[To be done]:
Pull out every line of the material below that contains the word "front"; letter case counts.

┌─ Supplied data

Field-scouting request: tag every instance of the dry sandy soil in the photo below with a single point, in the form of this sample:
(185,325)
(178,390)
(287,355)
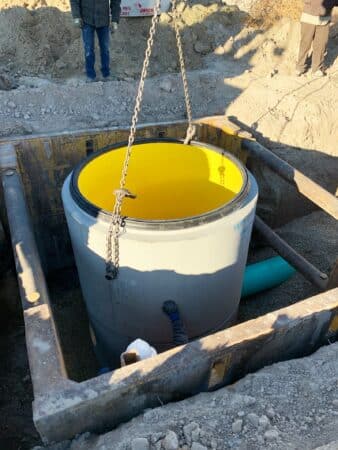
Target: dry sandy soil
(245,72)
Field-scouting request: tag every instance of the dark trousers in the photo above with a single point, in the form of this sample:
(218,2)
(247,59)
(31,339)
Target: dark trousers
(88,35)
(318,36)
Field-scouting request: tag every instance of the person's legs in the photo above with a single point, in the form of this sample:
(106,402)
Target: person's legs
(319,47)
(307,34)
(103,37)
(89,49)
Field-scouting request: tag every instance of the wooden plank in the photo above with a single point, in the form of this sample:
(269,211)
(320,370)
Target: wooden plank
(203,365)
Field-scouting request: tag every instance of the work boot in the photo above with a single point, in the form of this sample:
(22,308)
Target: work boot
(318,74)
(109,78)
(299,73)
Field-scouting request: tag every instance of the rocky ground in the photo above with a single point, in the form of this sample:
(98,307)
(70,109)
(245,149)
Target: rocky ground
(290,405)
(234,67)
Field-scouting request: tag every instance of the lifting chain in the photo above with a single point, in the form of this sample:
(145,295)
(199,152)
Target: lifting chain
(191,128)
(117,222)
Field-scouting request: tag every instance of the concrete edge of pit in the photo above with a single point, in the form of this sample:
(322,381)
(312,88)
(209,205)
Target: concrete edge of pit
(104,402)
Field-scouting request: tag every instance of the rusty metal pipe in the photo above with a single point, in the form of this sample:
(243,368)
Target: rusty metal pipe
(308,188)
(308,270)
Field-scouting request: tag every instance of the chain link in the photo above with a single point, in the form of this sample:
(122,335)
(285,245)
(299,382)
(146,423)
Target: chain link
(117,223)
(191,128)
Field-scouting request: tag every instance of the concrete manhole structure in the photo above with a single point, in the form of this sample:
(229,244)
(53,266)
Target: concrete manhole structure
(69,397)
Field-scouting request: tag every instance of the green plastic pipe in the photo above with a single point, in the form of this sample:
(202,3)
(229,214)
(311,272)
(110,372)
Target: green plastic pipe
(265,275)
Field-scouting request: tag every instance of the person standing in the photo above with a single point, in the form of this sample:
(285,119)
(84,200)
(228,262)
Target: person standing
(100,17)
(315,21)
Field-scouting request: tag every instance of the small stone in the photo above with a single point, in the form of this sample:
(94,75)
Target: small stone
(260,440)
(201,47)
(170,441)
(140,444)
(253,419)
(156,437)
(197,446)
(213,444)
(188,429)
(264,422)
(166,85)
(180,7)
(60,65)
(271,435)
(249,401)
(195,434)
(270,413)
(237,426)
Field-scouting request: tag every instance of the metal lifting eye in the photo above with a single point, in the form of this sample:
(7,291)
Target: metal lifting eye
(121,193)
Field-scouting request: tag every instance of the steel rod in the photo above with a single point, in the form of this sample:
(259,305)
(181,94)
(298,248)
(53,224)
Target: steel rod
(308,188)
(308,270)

└─
┌─ Supplied data

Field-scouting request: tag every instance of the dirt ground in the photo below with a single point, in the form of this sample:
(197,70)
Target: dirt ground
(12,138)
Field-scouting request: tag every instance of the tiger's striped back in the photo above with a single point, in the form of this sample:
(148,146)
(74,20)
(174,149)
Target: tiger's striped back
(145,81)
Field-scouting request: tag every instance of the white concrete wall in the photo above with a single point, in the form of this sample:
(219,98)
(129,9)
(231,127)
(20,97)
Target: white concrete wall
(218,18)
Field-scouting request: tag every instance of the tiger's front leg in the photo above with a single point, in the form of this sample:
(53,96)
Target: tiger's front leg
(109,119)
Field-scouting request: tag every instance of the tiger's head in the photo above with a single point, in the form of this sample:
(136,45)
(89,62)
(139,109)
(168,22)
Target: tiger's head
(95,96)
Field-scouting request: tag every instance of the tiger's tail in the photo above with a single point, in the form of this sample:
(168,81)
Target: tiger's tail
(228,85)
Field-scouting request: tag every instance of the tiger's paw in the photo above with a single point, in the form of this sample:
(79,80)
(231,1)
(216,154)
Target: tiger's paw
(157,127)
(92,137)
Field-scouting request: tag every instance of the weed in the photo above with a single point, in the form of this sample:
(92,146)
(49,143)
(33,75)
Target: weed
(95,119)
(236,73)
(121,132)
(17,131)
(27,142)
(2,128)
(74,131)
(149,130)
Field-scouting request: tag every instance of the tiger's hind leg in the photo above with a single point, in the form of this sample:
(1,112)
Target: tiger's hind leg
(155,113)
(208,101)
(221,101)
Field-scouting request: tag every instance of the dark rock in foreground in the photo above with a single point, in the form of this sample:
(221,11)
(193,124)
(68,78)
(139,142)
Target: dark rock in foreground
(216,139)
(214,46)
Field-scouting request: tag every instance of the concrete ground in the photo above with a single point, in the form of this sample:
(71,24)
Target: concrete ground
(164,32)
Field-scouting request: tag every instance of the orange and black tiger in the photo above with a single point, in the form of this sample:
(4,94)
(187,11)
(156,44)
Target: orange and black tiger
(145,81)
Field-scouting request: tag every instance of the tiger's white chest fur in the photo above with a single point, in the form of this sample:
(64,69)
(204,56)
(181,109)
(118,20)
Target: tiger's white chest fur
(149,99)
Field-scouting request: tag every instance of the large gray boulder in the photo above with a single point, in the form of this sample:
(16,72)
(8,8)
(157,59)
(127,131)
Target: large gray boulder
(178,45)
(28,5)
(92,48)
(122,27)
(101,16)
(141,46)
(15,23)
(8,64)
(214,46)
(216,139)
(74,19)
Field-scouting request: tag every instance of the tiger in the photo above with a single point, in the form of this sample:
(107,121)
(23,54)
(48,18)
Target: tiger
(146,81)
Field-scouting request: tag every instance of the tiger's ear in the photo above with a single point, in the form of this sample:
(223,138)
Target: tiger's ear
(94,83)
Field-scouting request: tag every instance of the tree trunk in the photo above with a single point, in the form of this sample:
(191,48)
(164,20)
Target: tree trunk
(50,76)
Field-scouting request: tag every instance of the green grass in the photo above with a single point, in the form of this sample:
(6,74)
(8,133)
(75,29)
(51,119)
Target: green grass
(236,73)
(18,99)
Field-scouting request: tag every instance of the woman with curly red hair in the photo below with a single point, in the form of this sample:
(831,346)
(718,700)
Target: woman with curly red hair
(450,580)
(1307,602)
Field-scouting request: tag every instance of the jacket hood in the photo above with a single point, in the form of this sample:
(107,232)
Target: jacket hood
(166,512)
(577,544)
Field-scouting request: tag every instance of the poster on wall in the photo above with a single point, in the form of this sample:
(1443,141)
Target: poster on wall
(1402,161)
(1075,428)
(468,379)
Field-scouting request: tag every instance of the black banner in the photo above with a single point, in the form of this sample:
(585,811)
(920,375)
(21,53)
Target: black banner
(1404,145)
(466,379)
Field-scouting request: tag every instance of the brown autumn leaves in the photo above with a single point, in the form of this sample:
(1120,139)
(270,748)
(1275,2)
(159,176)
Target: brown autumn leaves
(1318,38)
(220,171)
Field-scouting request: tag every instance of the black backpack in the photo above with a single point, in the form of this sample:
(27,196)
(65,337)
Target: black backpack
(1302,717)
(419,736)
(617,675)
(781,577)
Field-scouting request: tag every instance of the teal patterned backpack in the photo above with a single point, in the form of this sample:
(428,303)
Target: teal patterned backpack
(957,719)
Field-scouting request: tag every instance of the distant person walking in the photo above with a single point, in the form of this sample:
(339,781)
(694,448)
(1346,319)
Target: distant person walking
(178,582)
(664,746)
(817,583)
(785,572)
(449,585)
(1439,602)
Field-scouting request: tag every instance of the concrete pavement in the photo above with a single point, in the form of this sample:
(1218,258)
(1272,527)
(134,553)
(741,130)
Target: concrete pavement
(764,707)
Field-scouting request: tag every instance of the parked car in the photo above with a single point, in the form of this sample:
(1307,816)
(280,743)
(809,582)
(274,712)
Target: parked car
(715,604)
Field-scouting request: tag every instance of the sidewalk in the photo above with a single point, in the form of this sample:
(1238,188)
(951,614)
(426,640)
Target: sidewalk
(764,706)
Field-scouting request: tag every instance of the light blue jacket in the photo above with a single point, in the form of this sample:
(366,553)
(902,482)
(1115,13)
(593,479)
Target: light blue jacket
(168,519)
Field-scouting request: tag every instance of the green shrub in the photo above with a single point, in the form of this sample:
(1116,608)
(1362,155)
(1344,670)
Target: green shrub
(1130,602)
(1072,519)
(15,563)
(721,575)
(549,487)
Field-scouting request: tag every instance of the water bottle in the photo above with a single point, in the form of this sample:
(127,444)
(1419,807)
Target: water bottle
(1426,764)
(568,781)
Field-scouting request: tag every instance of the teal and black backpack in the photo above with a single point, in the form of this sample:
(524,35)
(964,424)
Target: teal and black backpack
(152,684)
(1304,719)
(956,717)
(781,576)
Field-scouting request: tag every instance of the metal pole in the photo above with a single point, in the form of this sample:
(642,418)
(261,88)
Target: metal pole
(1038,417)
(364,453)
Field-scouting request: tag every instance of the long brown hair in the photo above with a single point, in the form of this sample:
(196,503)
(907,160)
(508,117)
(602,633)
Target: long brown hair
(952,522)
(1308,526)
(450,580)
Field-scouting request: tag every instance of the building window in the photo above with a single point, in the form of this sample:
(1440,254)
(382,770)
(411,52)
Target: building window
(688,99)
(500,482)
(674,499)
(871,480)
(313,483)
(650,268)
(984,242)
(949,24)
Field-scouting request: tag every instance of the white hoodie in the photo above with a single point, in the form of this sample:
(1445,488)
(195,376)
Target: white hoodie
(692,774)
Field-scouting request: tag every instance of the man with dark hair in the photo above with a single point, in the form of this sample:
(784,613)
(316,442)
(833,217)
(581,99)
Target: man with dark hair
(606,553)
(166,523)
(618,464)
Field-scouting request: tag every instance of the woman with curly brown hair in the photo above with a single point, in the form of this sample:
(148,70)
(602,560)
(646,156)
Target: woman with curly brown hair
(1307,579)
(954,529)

└─
┌─ Supplied data

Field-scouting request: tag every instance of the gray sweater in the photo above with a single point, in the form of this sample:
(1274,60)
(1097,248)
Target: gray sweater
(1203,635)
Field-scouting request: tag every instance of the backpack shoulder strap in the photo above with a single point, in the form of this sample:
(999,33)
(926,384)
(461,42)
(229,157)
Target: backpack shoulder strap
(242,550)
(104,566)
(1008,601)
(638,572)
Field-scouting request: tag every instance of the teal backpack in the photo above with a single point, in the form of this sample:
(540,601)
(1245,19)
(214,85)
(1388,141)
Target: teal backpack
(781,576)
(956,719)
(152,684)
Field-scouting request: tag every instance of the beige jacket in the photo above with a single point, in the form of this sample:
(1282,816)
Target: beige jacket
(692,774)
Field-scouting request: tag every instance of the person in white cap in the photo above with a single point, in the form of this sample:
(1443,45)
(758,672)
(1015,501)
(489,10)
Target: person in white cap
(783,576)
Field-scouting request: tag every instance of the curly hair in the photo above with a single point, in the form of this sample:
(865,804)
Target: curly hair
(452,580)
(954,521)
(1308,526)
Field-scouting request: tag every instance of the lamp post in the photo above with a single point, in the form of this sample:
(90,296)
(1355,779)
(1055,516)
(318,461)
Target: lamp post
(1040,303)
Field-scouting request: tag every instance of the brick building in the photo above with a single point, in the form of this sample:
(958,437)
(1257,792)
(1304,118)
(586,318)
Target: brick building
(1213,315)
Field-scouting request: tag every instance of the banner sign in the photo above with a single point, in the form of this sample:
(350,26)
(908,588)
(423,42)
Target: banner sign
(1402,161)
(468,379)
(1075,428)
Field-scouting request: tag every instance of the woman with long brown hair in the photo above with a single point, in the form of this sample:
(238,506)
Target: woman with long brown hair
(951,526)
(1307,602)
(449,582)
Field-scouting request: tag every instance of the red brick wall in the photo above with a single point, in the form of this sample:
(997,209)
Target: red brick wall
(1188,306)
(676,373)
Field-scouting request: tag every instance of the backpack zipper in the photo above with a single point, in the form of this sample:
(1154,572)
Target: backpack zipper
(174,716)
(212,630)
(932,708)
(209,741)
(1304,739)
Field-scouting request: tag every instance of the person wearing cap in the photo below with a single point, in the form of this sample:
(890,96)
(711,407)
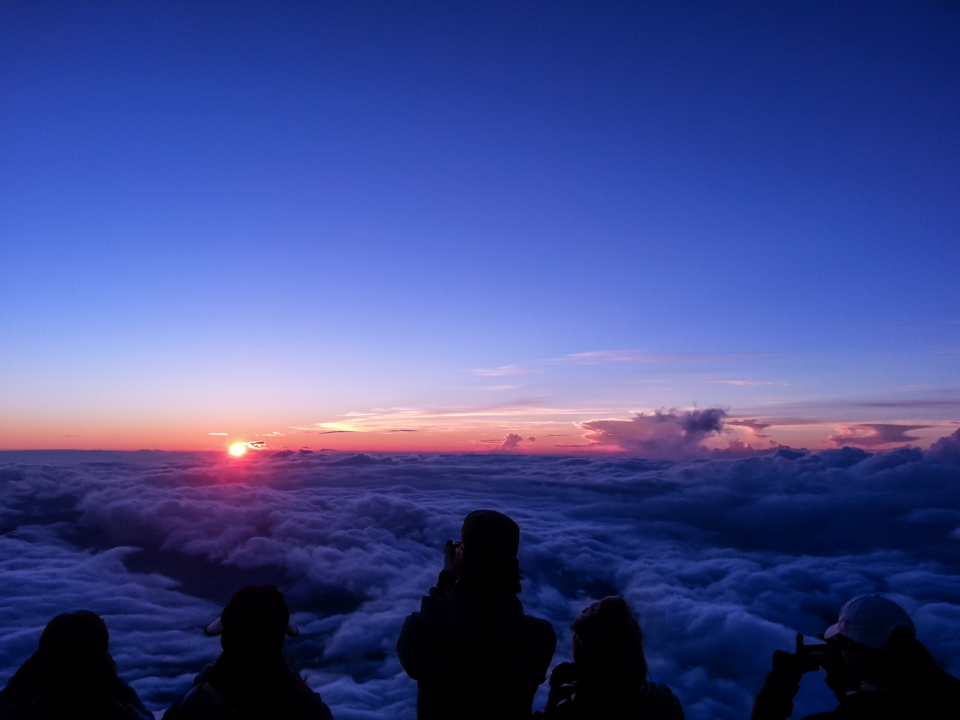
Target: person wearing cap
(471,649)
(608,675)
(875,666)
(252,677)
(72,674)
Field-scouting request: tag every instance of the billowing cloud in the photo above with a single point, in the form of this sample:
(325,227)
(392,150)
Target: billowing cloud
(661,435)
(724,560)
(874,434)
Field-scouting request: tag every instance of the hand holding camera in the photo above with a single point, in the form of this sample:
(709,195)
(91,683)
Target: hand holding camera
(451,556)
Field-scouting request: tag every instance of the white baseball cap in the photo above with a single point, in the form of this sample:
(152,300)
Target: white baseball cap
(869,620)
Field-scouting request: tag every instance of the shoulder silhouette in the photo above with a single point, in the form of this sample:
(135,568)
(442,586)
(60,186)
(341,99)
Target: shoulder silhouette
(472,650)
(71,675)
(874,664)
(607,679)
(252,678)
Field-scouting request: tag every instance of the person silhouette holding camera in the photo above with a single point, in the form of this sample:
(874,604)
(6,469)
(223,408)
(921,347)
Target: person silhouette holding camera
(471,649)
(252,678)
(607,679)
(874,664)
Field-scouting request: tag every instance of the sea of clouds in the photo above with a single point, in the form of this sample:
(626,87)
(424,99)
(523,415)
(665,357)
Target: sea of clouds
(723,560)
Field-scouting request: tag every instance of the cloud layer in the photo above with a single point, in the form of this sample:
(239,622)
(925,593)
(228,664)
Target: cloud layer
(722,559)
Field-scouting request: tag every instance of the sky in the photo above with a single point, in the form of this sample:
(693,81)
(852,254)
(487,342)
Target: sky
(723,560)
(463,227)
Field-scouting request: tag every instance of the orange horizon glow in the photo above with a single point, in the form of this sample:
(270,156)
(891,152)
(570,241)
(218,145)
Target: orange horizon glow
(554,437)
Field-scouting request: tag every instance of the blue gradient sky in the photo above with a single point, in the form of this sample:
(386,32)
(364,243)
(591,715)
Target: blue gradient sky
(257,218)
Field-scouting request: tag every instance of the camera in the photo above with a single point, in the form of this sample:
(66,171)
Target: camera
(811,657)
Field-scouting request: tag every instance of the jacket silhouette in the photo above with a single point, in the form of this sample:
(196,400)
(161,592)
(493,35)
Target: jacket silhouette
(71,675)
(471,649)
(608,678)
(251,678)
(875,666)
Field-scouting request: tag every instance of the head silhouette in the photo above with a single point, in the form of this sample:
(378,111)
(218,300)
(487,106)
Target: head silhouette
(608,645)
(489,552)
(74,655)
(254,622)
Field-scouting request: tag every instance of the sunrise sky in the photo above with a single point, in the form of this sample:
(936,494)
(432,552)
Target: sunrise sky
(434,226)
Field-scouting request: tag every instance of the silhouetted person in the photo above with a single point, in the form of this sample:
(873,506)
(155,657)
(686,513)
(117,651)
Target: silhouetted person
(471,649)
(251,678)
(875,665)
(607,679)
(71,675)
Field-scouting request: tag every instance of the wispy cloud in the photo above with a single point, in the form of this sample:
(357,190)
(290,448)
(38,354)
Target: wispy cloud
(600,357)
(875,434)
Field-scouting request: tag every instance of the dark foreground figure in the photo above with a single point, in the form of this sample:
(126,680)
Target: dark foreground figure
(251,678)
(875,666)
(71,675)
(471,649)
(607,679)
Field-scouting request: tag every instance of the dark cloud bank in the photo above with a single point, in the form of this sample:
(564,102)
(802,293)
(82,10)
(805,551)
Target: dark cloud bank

└─

[Task output]:
Field-scouting request: tag every instance of the tiger's front leg in the photo above with a single point, in the form of this sample:
Target: tiger's front leg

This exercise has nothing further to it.